# [Requirement]
Reproduce the material below word for word, leaving out any pictures.

# [Excerpted records]
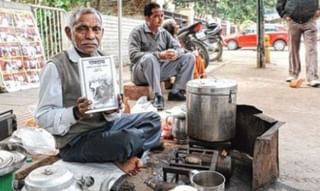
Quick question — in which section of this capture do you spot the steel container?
[187,79,237,142]
[25,165,82,191]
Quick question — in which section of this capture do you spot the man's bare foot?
[116,156,144,176]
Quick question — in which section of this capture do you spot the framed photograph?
[79,56,119,113]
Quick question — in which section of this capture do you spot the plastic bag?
[10,128,59,155]
[131,96,158,113]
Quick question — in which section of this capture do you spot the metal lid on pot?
[0,150,26,176]
[187,79,237,94]
[25,165,75,191]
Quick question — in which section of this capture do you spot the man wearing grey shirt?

# [Response below]
Quick question — in which section of this capture do you spot the steel container?
[187,79,237,142]
[25,165,82,191]
Quick question — in which section of this capture do you spot the man's bare foot?
[116,156,144,176]
Quick question — in which section of this capture do you spot the framed photograph?
[79,56,119,113]
Quick question — in which section of this capture do you spot the plastic bag?
[10,128,59,155]
[131,96,158,113]
Quick question — in which section of this capture do you spot the metal lid on pot?
[0,150,26,176]
[187,79,237,94]
[25,165,75,191]
Quick question — in which section of this capture do you spot the man wearing grey shirt?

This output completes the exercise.